*Do this*
Reproduce the lines below word for word, omitting the pictures.

*Source records*
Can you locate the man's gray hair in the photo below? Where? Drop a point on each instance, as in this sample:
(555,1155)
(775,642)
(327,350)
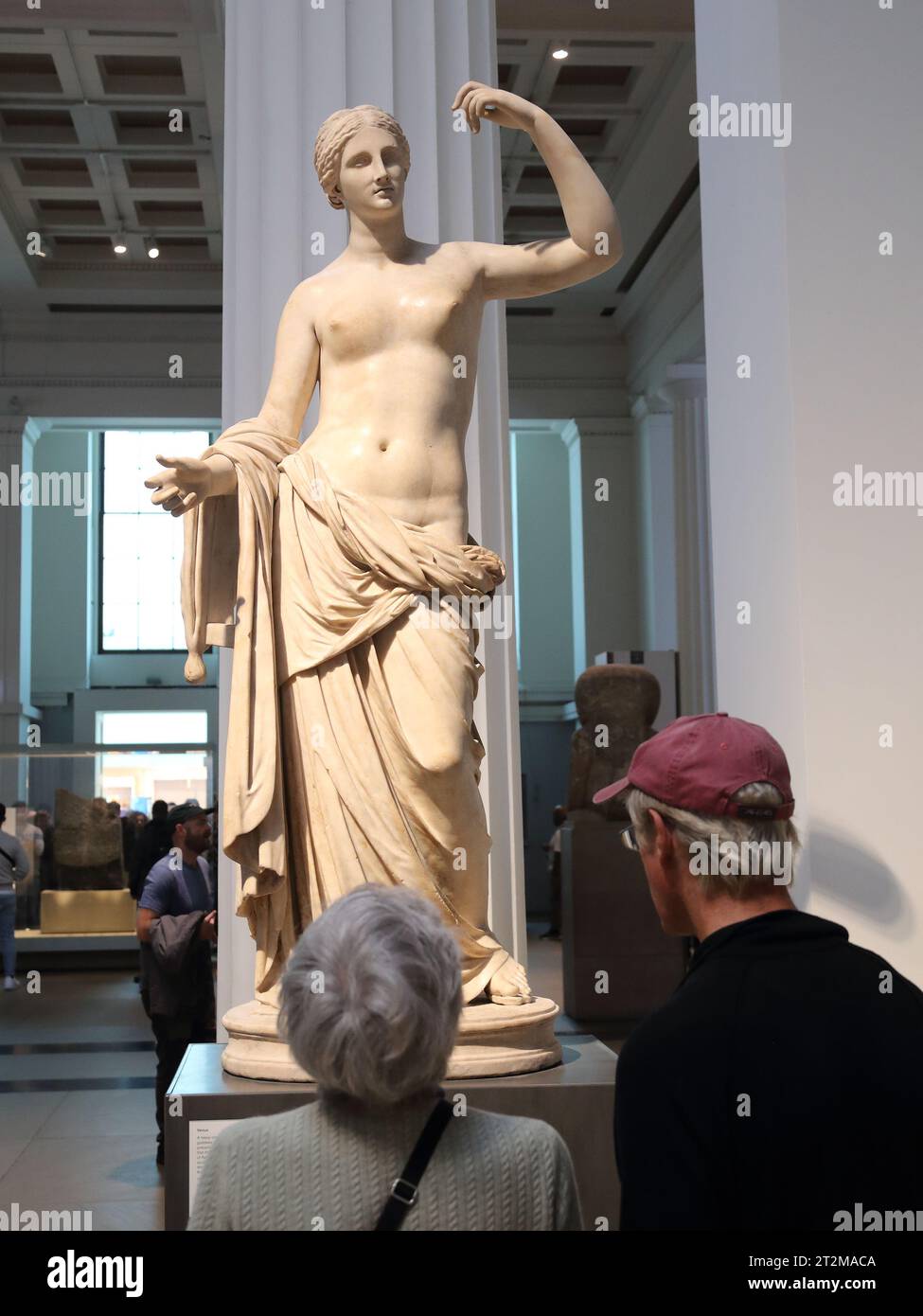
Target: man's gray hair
(371,995)
(701,830)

*Response*
Can you locate the man's gray hair in the photo below? Where? Drop a point on each instance, as in this sample:
(555,1155)
(775,642)
(327,350)
Target: man's gray hair
(371,995)
(701,830)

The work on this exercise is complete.